_WHAT THE EXERCISE ASKS_
Update the material by changing every "image.png" to "photo.png" and keeping everything else the same. Omit the pictures from your answer.

_Records from a data collection_

***

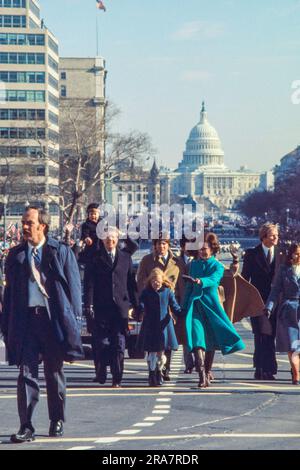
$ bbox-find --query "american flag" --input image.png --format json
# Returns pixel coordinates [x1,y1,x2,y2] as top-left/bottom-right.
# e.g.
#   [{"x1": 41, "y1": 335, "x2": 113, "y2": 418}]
[{"x1": 96, "y1": 0, "x2": 106, "y2": 11}]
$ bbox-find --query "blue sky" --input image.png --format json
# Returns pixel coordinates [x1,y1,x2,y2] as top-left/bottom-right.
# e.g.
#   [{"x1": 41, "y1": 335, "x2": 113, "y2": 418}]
[{"x1": 40, "y1": 0, "x2": 300, "y2": 170}]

***

_COMPLETE RESPONSE_
$ bbox-find --query "american flag" --input photo.png --format json
# Returns pixel coordinates [x1,y1,x2,y2] as top-left/bottom-right.
# e.g.
#   [{"x1": 41, "y1": 335, "x2": 113, "y2": 418}]
[{"x1": 96, "y1": 0, "x2": 106, "y2": 11}]
$ bbox-find --query "blue sky" --input photo.png --format json
# Returns pixel coordinates [x1,y1,x2,y2] as top-left/bottom-right.
# e.g.
#   [{"x1": 41, "y1": 335, "x2": 113, "y2": 418}]
[{"x1": 40, "y1": 0, "x2": 300, "y2": 170}]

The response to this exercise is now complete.